**STATED GOAL**
Rewrite the records from the line containing "trace: small window" through their end, changing "small window" to "large window" and leaving everything else as it is.
___ LISTED ENTRIES ___
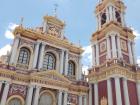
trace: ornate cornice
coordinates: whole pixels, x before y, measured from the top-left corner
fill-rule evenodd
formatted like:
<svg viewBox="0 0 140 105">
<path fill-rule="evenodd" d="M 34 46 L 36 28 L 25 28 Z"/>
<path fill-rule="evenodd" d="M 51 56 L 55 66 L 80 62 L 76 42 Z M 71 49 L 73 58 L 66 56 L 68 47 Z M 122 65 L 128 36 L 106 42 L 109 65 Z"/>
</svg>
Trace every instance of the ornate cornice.
<svg viewBox="0 0 140 105">
<path fill-rule="evenodd" d="M 70 52 L 74 52 L 77 54 L 81 54 L 84 51 L 81 47 L 70 43 L 66 39 L 61 39 L 61 38 L 57 38 L 57 37 L 52 36 L 52 35 L 44 34 L 42 32 L 37 32 L 33 29 L 25 29 L 23 27 L 17 27 L 14 30 L 14 35 L 16 36 L 18 34 L 20 34 L 23 37 L 27 37 L 29 39 L 32 39 L 32 40 L 39 40 L 39 39 L 43 40 L 45 42 L 69 49 Z"/>
<path fill-rule="evenodd" d="M 120 11 L 124 11 L 126 9 L 124 3 L 122 1 L 120 1 L 120 0 L 118 0 L 118 1 L 116 1 L 116 0 L 103 0 L 100 4 L 98 4 L 96 6 L 95 13 L 98 14 L 99 12 L 101 12 L 102 10 L 104 10 L 104 8 L 109 3 L 115 5 Z"/>
<path fill-rule="evenodd" d="M 42 72 L 10 70 L 0 67 L 0 81 L 8 80 L 10 83 L 19 84 L 35 84 L 42 87 L 65 90 L 75 94 L 87 94 L 89 88 L 85 85 L 73 84 L 63 75 L 57 73 L 56 70 L 48 70 Z M 78 81 L 77 81 L 78 82 Z"/>
<path fill-rule="evenodd" d="M 128 80 L 140 81 L 140 70 L 135 70 L 131 65 L 122 66 L 118 63 L 111 64 L 110 66 L 99 66 L 97 68 L 90 69 L 90 73 L 87 76 L 90 83 L 106 80 L 110 77 L 126 77 Z"/>
<path fill-rule="evenodd" d="M 129 39 L 132 39 L 132 40 L 134 40 L 134 38 L 136 37 L 133 34 L 133 31 L 130 28 L 128 28 L 128 27 L 122 27 L 119 23 L 112 21 L 110 23 L 104 24 L 104 26 L 102 27 L 101 30 L 96 31 L 92 35 L 91 41 L 97 41 L 97 40 L 105 37 L 105 35 L 108 32 L 111 32 L 111 31 L 117 31 L 117 32 L 120 33 L 121 36 L 128 37 Z"/>
</svg>

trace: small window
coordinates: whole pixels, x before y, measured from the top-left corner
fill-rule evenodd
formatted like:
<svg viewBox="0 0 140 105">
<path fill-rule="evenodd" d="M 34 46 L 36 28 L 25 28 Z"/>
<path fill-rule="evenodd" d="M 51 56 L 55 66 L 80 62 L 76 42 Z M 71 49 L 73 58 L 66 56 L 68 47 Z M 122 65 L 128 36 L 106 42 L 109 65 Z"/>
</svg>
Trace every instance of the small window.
___
**COMPLETE ANSWER**
trace: large window
coordinates: whole pixels, x before y, measured from the top-left corner
fill-rule evenodd
formatted like:
<svg viewBox="0 0 140 105">
<path fill-rule="evenodd" d="M 34 46 L 36 28 L 25 28 Z"/>
<path fill-rule="evenodd" d="M 51 56 L 55 66 L 80 62 L 76 42 Z M 71 49 L 73 58 L 66 56 L 68 47 Z M 122 65 L 128 36 L 106 42 L 109 65 Z"/>
</svg>
Trace every instance of the large window.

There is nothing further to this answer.